━━━ ARTICLE ━━━
La voix du récit est celle de Hig, qui se sent le besoin de raconter, « Comme pour animer la plus profonde beauté qui serait figée dans une immobilité mortelle. Insuffler de la vie par le récit ».

Je vous vois déjà murmurer que ce scénario n'a rien, mais rien de bien original, que cette situation post-apo a été maintes et maintes fois explorée. C'est vrai. Mais le génie de Peter Heller se niche ailleurs. Dans les interstices. Dans le contenant. Il enrobe cette histoire d'une poésie sublime et colmate les silences de beautés inoubliables. Poésie et beauté. Jusqu'aux larmes. Larmes jaspérienne pour celles et ceux qui ont lu le livre.

Pour vous en convaincre, voyez le paysage qui se déroule sous nos yeux lors d'une expédition en avion de Hig : « ce que j'aime le plus et ce depuis mon premier vol de préparation, c'est l'ordre, le sentiment que tout est à sa place. Les fermes sur leurs parcelles carrées, les croisements à angles droits des routes de campagne indiquant les points cardinaux, les brise-vent projetant des ombres allongées vers l'ouest au matin, les balles de foin rondes et le bétail éparpillé et les chevaux aussi parfaits dans leur disposition qu'une pluie d'étoiles, leur robe qui accroche ce même soleil rougeoyant, les pick-up dans les cours, les rangées de mobile homes garés en épi, les lotissements dont les pavillons répètent les motifs anguleux des toitures éclairées de biais, le diamant des terrains de baseball et l'ovale des pistes de kart, et les casses, aussi, les lignes irrégulières de voitures rouillées et les tas de ferrailles aussi incontournables et charmants que les peupliers de Virginie suivant le tracé des rivières et lançant leurs propres ombres distendues. le panache blanc par la cheminée d'une centrale électrique poussé vers l'est par le vent matinal, aussi pur que du coton lavé. C'était au temps passé. de là-haut, il n'y avait plus misère ni souffrance ni conflits, simplement des motifs et la perfection. le calme éternel d'un paysage peint ».
━━━ DONNÉES ENREGISTRÉES ━━━
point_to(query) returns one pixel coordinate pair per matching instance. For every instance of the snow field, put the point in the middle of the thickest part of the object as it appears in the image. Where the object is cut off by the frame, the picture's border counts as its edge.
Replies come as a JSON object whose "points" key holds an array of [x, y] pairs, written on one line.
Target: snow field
━━━
**EXERCICES PROPOSÉS:**
• 1. D'après l'article, qu'est-ce que Hig aime le plus depuis son premier vol de préparation ?
• 2. Reprenez l'article sur le roman de Peter Heller à la suite de sa dernière phrase.

**RÉPONSES DANS L'ORDRE:**
• 1. L'ordre, le sentiment que tout est à sa place.

• 2.
Peter Heller dépeint à merveille la nostalgie ressentie pour la vie d'avant, cette vie où on ne se rendait pas compte, malgré les alarmes récurrentes, de l'impact de nos choix, de l'importance de nos vies, si fragiles, de cette course à la compétitivité remettant sans cesse au lendemain les actions à mener pour faire changer les choses. Il nous fait ressentir de façon poignante la solitude, l'incommensurable solitude de ces deux hommes dans une nature elle aussi impactée mais qui reste grandiose et magnifique sous sa plume. Il nous raconte les rapports entre Hig et son chien, Jasper. Je n'ai pas souvenir de lectures où le rapport entre l'homme et son animal soit aussi beau et poignant. Et la pêche, la pêche, plus qu'un passe-temps, une passion voire un refuge, est expliquée avec un tel amour que j'ai eu des envies de longues cuissardes en plastique, d'odeur légèrement saumâtre d'eau courante et cristalline dans lesquelles les pierres froides prennent des teintes bleu-vert, de résineux et d'épicéas, pour moi aussi lancer ma ligne et titiller truites et carpes.

« Une truite pouvait voir la plus petite mouche à la surface même dans la nuit la plus noire. le ciel était toujours lumineux, lumineux pour une truite qui voyait l'insecte ressortir dessus. J'adorais attraper des poissons dans le noir. Ce n'était souvent qu'un son sur un étang calme, un blip, suivi d'une légère éclaboussure et la ligne tendue. J'adorais ça ».

Ce livre est une ode fantastique à la nature, à la vie, à l'humanité, à la résilience où même dans cette situation extrême la possibilité du bonheur est là, présente, balbutiante sous forme de petits bonheurs quotidiens comme mettre les pieds dans l'eau glacée, voire d'un bonheur profond qui nous transcende malgré la situation, la possibilité d'un bonheur cosmique qui nous dépasse.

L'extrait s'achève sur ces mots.